## [PROBLEM REQUIREMENTS]
Each line from the start of the entries through the line that contains "Please point out the car windshield, one" should be output exactly, please.

## [Data extracted from a collection]
■ ■ ■ ■ ■ ■ ■

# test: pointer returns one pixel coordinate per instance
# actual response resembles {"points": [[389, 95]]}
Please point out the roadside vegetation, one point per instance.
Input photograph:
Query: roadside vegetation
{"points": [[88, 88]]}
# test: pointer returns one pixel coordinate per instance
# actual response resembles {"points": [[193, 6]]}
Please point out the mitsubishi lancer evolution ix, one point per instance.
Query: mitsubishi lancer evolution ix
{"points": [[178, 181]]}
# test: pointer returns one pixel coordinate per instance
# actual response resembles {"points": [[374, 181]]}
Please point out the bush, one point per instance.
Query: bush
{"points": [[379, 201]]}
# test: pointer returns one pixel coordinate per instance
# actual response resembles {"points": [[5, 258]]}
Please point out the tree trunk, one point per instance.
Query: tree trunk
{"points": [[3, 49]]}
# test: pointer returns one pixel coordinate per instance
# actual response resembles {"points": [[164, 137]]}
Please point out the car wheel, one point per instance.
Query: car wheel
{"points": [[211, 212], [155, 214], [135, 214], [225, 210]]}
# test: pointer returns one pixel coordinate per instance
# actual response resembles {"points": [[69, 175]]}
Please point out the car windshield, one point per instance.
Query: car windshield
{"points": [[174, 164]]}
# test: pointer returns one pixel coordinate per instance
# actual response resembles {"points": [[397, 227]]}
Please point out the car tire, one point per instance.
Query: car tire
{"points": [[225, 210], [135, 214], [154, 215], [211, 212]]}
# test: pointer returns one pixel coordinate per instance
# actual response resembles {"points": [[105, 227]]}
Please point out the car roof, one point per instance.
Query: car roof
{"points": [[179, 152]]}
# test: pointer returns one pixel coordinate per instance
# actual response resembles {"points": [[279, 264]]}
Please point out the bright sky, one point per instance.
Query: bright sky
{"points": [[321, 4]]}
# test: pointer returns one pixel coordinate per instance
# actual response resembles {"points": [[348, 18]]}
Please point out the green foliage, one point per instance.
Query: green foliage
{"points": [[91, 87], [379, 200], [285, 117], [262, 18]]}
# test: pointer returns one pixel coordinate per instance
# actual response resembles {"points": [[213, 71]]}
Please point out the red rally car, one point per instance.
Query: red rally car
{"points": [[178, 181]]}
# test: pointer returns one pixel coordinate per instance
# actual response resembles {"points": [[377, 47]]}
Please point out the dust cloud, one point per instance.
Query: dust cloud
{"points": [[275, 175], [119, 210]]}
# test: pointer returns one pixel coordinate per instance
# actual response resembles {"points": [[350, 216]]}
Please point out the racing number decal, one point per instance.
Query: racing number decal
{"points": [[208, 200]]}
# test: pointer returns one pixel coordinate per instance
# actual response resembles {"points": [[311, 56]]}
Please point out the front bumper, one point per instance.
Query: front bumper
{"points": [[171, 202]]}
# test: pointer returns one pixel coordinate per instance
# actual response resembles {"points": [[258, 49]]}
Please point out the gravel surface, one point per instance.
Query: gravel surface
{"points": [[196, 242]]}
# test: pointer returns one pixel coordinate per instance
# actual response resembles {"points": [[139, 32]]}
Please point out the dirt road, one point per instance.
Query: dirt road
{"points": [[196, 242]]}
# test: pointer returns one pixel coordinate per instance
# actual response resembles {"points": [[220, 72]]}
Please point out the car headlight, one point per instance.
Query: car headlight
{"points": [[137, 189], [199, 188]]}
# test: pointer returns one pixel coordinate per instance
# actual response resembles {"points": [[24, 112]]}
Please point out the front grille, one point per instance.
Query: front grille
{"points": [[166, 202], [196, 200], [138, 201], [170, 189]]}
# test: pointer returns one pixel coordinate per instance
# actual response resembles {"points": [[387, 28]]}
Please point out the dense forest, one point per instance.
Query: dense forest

■ ■ ■ ■ ■ ■ ■

## [WRITTEN RESPONSE]
# test: pointer returns one pixel coordinate per instance
# actual response resembles {"points": [[389, 95]]}
Please point out the roadside vegetation, one point per instance.
Input photograph:
Query: roadside vegetation
{"points": [[88, 88]]}
# test: pointer returns one pixel coordinate per instance
# actual response resembles {"points": [[193, 6]]}
Please point out the mitsubishi lancer evolution ix, one point per instance.
Query: mitsubishi lancer evolution ix
{"points": [[178, 181]]}
# test: pointer returns one pixel coordinate per instance
# actual response resembles {"points": [[374, 181]]}
Please point out the bush, one point per instance.
Query: bush
{"points": [[379, 201]]}
# test: pointer returns one pixel coordinate per instance
# actual response resembles {"points": [[5, 258]]}
Please point out the tree trunk, one point per instance.
Query: tree trunk
{"points": [[3, 49]]}
# test: pointer returns one pixel coordinate per instance
# actual response resembles {"points": [[164, 137]]}
Please point out the car wheel, one point per instance.
Query: car wheel
{"points": [[211, 212], [155, 214], [135, 214], [225, 210]]}
# test: pointer returns one pixel coordinate per instance
# actual response resembles {"points": [[69, 175]]}
Please point out the car windshield, one point per instance.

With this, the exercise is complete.